Brief 1
In the plant trait survey excerpt below, what traits led the authors to describe earlier-flowering plants as consistent with high resource acquisition? Answer in one to three sentences.
Brief 2
Please repeat the part of the plant trait survey excerpt below starting at "In the second-year" and ending at "(Eureka, San Diego).".

Excerpt
--- --- ---

In the second-year intensive survey of the San Diego and Eureka populations, we found similar trait correlation patterns as in year 1. Plants that flowered earlier had trait values consistent with high resource acquisition: high leaf nitrogen concentration, low LMA and high growth rate, although some of these correlations were restricted to certain groups (Table 3). Plants with early flowering (drought escape) tended to allocate more biomass belowground (drought tolerance). Following predictions of the leaf economic spectrum, leaf nitrogen concentration was negatively associated with LMA in all groups. Under high water conditions, we found that growth rate was negatively associated with leaf nitrogen concentration (San Diego) and positively associated with LMA (Eureka, San Diego).

Table 3.

--- --- ---

Excerpted data
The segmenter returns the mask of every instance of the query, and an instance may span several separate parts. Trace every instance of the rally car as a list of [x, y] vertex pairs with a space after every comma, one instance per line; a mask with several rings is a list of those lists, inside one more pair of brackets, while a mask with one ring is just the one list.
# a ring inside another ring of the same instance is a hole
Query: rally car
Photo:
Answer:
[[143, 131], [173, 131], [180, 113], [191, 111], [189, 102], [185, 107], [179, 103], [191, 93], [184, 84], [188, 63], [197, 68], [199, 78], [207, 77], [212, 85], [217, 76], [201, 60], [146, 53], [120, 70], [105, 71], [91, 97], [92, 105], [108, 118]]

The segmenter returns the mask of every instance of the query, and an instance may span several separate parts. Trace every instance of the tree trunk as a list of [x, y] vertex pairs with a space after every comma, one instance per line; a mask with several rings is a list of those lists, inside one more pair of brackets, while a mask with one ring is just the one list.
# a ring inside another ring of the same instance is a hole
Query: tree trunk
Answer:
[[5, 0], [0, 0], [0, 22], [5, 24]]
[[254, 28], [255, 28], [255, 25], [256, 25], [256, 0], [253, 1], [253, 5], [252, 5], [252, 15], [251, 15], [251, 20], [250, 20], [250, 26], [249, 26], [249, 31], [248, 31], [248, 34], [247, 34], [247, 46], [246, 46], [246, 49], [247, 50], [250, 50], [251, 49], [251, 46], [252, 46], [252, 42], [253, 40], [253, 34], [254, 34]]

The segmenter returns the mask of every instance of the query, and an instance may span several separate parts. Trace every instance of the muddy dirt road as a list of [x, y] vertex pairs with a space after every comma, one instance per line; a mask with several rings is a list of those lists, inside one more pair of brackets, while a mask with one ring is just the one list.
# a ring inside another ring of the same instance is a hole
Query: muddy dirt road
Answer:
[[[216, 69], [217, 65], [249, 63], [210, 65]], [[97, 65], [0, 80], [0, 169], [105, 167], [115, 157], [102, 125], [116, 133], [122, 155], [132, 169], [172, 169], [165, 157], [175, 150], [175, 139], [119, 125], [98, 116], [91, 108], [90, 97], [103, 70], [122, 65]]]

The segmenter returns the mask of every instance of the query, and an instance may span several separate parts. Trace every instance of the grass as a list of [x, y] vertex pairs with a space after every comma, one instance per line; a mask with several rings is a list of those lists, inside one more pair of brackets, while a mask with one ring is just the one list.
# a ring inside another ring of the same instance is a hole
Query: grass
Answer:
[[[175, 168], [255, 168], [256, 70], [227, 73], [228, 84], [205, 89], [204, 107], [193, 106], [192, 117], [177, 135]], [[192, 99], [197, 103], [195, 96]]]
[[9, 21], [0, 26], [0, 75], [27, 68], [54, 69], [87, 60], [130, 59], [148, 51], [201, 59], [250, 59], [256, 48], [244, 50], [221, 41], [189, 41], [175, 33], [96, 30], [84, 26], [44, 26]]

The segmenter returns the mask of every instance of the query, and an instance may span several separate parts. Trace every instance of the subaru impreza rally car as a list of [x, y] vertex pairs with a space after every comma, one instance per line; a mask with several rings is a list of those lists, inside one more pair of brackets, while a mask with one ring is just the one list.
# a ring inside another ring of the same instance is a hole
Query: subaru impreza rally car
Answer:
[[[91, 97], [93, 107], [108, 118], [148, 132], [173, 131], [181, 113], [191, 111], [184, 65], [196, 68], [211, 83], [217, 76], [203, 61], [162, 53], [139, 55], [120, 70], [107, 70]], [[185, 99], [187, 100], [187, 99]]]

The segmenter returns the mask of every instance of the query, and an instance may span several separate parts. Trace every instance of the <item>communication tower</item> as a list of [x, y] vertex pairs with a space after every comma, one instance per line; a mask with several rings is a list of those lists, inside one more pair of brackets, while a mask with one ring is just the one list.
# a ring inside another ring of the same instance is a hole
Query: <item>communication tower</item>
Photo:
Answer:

--- --- ---

Answer 1
Earlier-flowering plants had high leaf nitrogen concentration, low LMA and high growth rate, which the authors describe as consistent with high resource acquisition. Some of these correlations held only in certain groups.

Answer 2
In the second-year intensive survey of the San Diego and Eureka populations, we found similar trait correlation patterns as in year 1. Plants that flowered earlier had trait values consistent with high resource acquisition: high leaf nitrogen concentration, low LMA and high growth rate, although some of these correlations were restricted to certain groups (Table 3). Plants with early flowering (drought escape) tended to allocate more biomass belowground (drought tolerance). Following predictions of the leaf economic spectrum, leaf nitrogen concentration was negatively associated with LMA in all groups. Under high water conditions, we found that growth rate was negatively associated with leaf nitrogen concentration (San Diego) and positively associated with LMA (Eureka, San Diego).